AUSGEWÄHLTER TEXT:
Ob das FG München im Streitfall zu Recht davon ausgegangen ist, dass die Beiträge in die BV-Kasse nach § 3 Nr. 62 EStG steuerfrei sind, konnte der BFH aufgrund der Feststellungen des FG München nicht abschließend entscheiden, sondern hat die Sache an das FG zurückverwiesen. Dieses muss nun im zweiten Rechtsgang prüfen, ob es sich bei den Beiträgen eines österreichischen Arbeitgebers in eine BV-Kasse um eine dem deutschen Sozialversicherungssystem vergleichbare Zukunftssicherungsleistung handelt. Voraussetzung dafür ist, dass die österreichische BV-Kasse nach ihrer Struktur und den von ihr im Versorgungsfall zu erbringenden Leistungen auf der Grundlage einer rechtsvergleichenden Qualifizierung mit der Absicherung über die inländische Sozialversicherung vergleichbar ist. Nur bei einer solchen Vergleichbarkeit können die streitigen Beiträge nach § 3 Nr. 62 EStG steuerfrei sein.

AUFGABE A: Prüfen Sie, ob die folgenden Aussagen mit dem ausgewählten Text übereinstimmen, und belegen Sie jede Antwort mit den entscheidenden Worten aus dem Text: (i) Der BFH hat abschließend entschieden, dass die Beiträge in die BV-Kasse steuerfrei sind. (ii) Die Sache wurde an das FG zurückverwiesen. (iii) Die Steuerfreiheit nach § 3 Nr. 62 EStG setzt eine Vergleichbarkeit mit der inländischen Sozialversicherung voraus.
AUFGABE B: Was muss das FG laut ausgewähltem Text im zweiten Rechtsgang prüfen?
AUFGABE C: Zitieren Sie aus dem ausgewählten Text die Passage, die bei den Worten „Ob das FG München“ beginnt und nach den Worten „EStG steuerfrei sein.“ endet.

ERFASSTE DATEN:
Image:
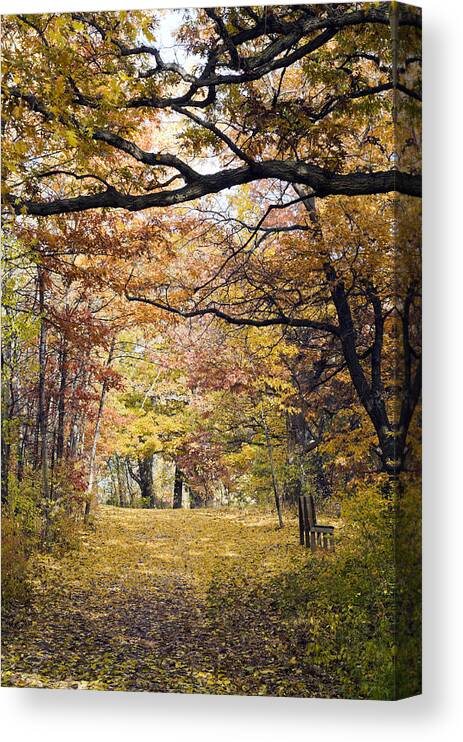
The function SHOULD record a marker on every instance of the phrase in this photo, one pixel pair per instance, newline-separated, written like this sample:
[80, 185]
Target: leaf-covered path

LÖSUNG A:
(i) Nein: „konnte der BFH aufgrund der Feststellungen des FG München nicht abschließend entscheiden“
(ii) Ja: „hat die Sache an das FG zurückverwiesen“
(iii) Ja: „Nur bei einer solchen Vergleichbarkeit können die streitigen Beiträge nach § 3 Nr. 62 EStG steuerfrei sein.“

LÖSUNG B: Ob es sich bei den Beiträgen eines österreichischen Arbeitgebers in eine BV-Kasse um eine dem deutschen Sozialversicherungssystem vergleichbare Zukunftssicherungsleistung handelt.

LÖSUNG C:
Ob das FG München im Streitfall zu Recht davon ausgegangen ist, dass die Beiträge in die BV-Kasse nach § 3 Nr. 62 EStG steuerfrei sind, konnte der BFH aufgrund der Feststellungen des FG München nicht abschließend entscheiden, sondern hat die Sache an das FG zurückverwiesen. Dieses muss nun im zweiten Rechtsgang prüfen, ob es sich bei den Beiträgen eines österreichischen Arbeitgebers in eine BV-Kasse um eine dem deutschen Sozialversicherungssystem vergleichbare Zukunftssicherungsleistung handelt. Voraussetzung dafür ist, dass die österreichische BV-Kasse nach ihrer Struktur und den von ihr im Versorgungsfall zu erbringenden Leistungen auf der Grundlage einer rechtsvergleichenden Qualifizierung mit der Absicherung über die inländische Sozialversicherung vergleichbar ist. Nur bei einer solchen Vergleichbarkeit können die streitigen Beiträge nach § 3 Nr. 62 EStG steuerfrei sein.